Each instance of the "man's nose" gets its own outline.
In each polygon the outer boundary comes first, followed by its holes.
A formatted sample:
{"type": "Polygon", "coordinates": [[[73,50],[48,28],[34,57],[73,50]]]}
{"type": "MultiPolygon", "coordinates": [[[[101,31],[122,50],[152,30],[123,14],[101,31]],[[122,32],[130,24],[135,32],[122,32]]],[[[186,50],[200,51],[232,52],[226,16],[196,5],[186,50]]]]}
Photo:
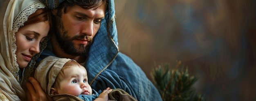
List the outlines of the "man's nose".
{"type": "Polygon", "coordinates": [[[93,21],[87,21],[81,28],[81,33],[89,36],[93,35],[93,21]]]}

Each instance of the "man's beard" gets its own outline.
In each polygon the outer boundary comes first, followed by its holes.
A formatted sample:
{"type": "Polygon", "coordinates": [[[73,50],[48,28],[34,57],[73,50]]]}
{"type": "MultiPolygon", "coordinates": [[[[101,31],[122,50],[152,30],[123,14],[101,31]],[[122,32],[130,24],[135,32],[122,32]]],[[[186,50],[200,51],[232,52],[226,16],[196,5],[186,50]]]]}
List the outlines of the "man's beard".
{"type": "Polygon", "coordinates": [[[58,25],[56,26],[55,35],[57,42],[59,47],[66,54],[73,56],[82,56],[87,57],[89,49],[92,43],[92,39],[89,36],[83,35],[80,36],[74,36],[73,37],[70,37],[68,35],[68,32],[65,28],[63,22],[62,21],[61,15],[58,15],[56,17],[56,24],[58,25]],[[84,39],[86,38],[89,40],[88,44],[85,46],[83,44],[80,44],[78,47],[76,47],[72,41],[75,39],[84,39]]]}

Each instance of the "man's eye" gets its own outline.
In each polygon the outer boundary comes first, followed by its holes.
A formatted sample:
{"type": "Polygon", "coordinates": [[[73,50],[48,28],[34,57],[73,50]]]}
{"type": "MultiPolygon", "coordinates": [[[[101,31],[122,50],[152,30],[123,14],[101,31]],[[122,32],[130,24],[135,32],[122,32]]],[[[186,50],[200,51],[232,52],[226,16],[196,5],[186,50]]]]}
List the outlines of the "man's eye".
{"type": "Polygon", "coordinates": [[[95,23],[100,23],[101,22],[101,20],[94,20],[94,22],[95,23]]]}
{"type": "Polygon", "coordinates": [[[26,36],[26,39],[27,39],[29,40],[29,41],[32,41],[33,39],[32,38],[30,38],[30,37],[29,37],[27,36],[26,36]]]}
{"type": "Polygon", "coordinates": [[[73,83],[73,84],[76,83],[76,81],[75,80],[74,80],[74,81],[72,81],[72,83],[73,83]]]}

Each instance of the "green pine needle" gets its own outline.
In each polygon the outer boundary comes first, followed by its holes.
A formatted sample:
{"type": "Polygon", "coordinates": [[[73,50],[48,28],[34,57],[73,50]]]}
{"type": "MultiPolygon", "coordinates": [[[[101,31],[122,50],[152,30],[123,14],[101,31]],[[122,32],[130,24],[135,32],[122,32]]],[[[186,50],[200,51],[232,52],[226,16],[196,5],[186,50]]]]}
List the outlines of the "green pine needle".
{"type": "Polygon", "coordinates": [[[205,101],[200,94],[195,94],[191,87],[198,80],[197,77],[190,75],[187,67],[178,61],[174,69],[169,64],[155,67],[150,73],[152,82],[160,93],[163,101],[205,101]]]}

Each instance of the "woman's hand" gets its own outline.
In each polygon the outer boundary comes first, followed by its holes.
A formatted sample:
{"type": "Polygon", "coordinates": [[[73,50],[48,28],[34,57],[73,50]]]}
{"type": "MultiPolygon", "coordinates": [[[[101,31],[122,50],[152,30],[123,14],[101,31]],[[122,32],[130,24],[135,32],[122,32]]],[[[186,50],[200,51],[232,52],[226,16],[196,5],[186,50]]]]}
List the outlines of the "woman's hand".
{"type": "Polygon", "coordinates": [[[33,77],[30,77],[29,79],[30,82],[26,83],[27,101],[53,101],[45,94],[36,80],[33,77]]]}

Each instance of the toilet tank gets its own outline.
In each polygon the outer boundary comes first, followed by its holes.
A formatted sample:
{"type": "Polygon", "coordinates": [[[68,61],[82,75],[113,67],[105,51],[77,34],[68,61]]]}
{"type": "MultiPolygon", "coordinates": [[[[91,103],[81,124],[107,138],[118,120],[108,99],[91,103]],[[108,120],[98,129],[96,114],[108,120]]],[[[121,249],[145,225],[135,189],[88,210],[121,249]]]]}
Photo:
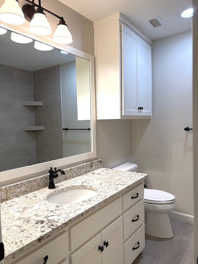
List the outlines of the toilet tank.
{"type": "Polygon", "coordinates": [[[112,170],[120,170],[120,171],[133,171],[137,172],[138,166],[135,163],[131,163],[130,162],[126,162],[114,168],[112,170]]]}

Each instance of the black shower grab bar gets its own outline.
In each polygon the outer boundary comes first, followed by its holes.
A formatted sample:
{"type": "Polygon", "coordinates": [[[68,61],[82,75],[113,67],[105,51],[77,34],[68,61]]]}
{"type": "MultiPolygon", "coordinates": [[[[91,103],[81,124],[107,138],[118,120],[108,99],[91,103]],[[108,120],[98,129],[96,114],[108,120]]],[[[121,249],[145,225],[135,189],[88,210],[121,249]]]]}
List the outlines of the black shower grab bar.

*Written exercise*. Put every line of the rows above into a JSON list of strings, one string per line, with blank lines left out. Leave the pictures out of the answer.

*Finished answer*.
[
  "Each instance of the \"man's nose\" gets its own outline.",
  "In each polygon the outer boundary comes first, followed by its holes.",
  "A formatted sample:",
  "{\"type\": \"Polygon\", \"coordinates\": [[[73,50],[48,28],[34,57],[73,50]]]}",
  "{\"type\": \"MultiPolygon\", \"coordinates\": [[[[101,31],[122,50],[152,30],[123,14],[101,31]],[[122,32],[130,24],[135,32],[122,32]]],[[[186,50],[200,51],[232,52],[226,16],[196,5],[186,50]]]]}",
  "Photo:",
  "List the outlines of the \"man's nose\".",
  "{\"type\": \"Polygon\", \"coordinates\": [[[93,21],[87,21],[81,28],[81,33],[89,36],[93,35],[93,21]]]}",
  "Each instance of the \"man's beard\" gets its own outline.",
  "In each polygon the outer boundary comes first, followed by its holes.",
  "A formatted sample:",
  "{\"type\": \"Polygon\", \"coordinates\": [[[73,50],[48,28],[34,57],[73,50]]]}",
  "{\"type\": \"MultiPolygon\", \"coordinates\": [[[[101,31],[122,50],[152,30],[123,14],[101,31]],[[122,32],[130,24],[135,32],[122,32]]],[[[186,50],[200,51],[232,52],[226,16],[196,5],[186,50]]]]}",
  "List the outlines of the \"man's beard\".",
  "{\"type\": \"Polygon\", \"coordinates\": [[[58,25],[56,26],[55,35],[57,42],[59,47],[66,54],[73,56],[82,56],[87,57],[89,49],[92,43],[92,39],[89,36],[83,35],[80,36],[74,36],[73,37],[70,37],[68,35],[68,32],[65,28],[63,22],[62,21],[61,15],[58,15],[56,17],[56,24],[58,25]],[[84,39],[86,38],[89,40],[88,44],[85,46],[83,44],[80,44],[78,47],[76,47],[72,41],[75,39],[84,39]]]}",
  "Each instance of the \"man's eye\" gets its own outline.",
  "In each polygon the outer boundary comes first, followed by its holes.",
  "A formatted sample:",
  "{\"type\": \"Polygon\", \"coordinates\": [[[73,50],[48,28],[34,57],[73,50]]]}",
  "{\"type\": \"MultiPolygon\", \"coordinates\": [[[[101,31],[122,50],[152,30],[123,14],[101,31]],[[122,32],[130,24],[135,32],[122,32]]],[[[186,50],[200,51],[232,52],[226,16],[196,5],[186,50]]]]}",
  "List the outlines of the \"man's eye\".",
  "{\"type\": \"Polygon\", \"coordinates\": [[[95,23],[100,23],[101,22],[101,20],[94,20],[94,22],[95,23]]]}",
  "{\"type\": \"Polygon\", \"coordinates\": [[[26,36],[26,39],[27,39],[29,40],[29,41],[32,41],[33,39],[32,38],[30,38],[30,37],[29,37],[27,36],[26,36]]]}",
  "{\"type\": \"Polygon\", \"coordinates\": [[[73,83],[73,84],[76,83],[76,81],[75,80],[74,80],[74,81],[72,81],[72,83],[73,83]]]}",
  "Each instance of the \"green pine needle\" gets its own outline.",
  "In each polygon the outer boundary comes first, followed by its holes.",
  "A formatted sample:",
  "{\"type\": \"Polygon\", \"coordinates\": [[[73,50],[48,28],[34,57],[73,50]]]}",
  "{\"type\": \"MultiPolygon\", \"coordinates\": [[[[101,31],[122,50],[152,30],[123,14],[101,31]],[[122,32],[130,24],[135,32],[122,32]]],[[[186,50],[200,51],[232,52],[226,16],[196,5],[186,50]]]]}",
  "List the outlines of the \"green pine needle\".",
  "{\"type\": \"Polygon\", \"coordinates\": [[[205,101],[200,94],[195,94],[191,87],[198,80],[197,77],[190,75],[187,67],[178,61],[174,69],[169,64],[155,67],[150,73],[152,82],[160,93],[163,101],[205,101]]]}",
  "Each instance of the \"woman's hand\" gets its own outline.",
  "In each polygon the outer boundary comes first, followed by its holes.",
  "A formatted sample:",
  "{\"type\": \"Polygon\", \"coordinates\": [[[73,50],[48,28],[34,57],[73,50]]]}",
  "{\"type\": \"MultiPolygon\", \"coordinates\": [[[[101,31],[122,50],[152,30],[123,14],[101,31]],[[122,32],[130,24],[135,32],[122,32]]],[[[186,50],[200,51],[232,52],[226,16],[196,5],[186,50]]]]}",
  "List the outlines of the \"woman's hand\".",
  "{\"type\": \"Polygon\", \"coordinates\": [[[33,77],[30,77],[29,79],[30,82],[26,83],[27,101],[53,101],[45,94],[36,80],[33,77]]]}",
  "Each instance of the toilet tank gets its own outline.",
  "In each polygon the outer boundary comes first, followed by its holes.",
  "A formatted sample:",
  "{\"type\": \"Polygon\", \"coordinates\": [[[68,61],[82,75],[113,67],[105,51],[77,34],[68,61]]]}",
  "{\"type\": \"MultiPolygon\", \"coordinates\": [[[[91,103],[81,124],[107,138],[118,120],[108,99],[91,103]],[[108,120],[98,129],[96,114],[108,120]]],[[[121,249],[145,225],[135,189],[88,210],[121,249]]]]}",
  "Photo:",
  "List the outlines of the toilet tank.",
  "{\"type\": \"Polygon\", \"coordinates\": [[[112,170],[120,170],[120,171],[133,171],[137,172],[138,166],[135,163],[131,163],[130,162],[126,162],[114,168],[112,170]]]}",
  "Each instance of the black shower grab bar gets its own outline.",
  "In each polygon the outer boundary comes first, followed by its holes.",
  "A formatted sample:",
  "{\"type\": \"Polygon\", \"coordinates\": [[[68,61],[82,75],[113,67],[105,51],[77,34],[68,61]]]}",
  "{\"type\": \"MultiPolygon\", \"coordinates\": [[[[91,103],[81,124],[107,138],[118,120],[108,99],[91,103]],[[108,120],[98,129],[96,114],[108,120]]],[[[121,249],[145,225],[135,189],[88,210],[121,249]]]]}",
  "List the outlines of the black shower grab bar."
]